(Point-per-instance localization data)
*** Begin section ***

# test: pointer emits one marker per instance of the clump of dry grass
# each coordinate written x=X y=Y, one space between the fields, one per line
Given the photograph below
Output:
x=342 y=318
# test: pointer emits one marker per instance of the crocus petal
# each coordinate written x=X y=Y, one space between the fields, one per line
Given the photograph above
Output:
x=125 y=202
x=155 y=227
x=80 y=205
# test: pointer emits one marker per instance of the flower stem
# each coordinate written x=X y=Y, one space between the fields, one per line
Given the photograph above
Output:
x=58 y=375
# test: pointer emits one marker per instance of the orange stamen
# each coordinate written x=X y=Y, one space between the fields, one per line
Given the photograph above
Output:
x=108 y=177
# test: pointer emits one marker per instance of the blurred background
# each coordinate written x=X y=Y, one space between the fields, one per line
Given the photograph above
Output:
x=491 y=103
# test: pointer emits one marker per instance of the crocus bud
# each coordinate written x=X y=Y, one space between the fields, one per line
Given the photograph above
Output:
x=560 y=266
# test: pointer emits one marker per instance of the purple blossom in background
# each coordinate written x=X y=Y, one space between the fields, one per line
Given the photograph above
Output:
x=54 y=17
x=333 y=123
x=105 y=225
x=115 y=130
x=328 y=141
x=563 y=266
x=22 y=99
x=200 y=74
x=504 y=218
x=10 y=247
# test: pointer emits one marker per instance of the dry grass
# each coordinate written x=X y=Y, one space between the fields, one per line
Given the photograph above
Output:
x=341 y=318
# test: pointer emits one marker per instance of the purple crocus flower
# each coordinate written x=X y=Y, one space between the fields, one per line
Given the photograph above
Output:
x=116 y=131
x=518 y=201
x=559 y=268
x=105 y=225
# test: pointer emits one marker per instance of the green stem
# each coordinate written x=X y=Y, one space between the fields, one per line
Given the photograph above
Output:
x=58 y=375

*** End section ***

* _Task to carry out_: Find each line in the data above with the word "stem", then copy it.

* _Output for this task_:
# test: pointer emits one marker per instance of the flower stem
# test: pointer emits one marker per instance of the green stem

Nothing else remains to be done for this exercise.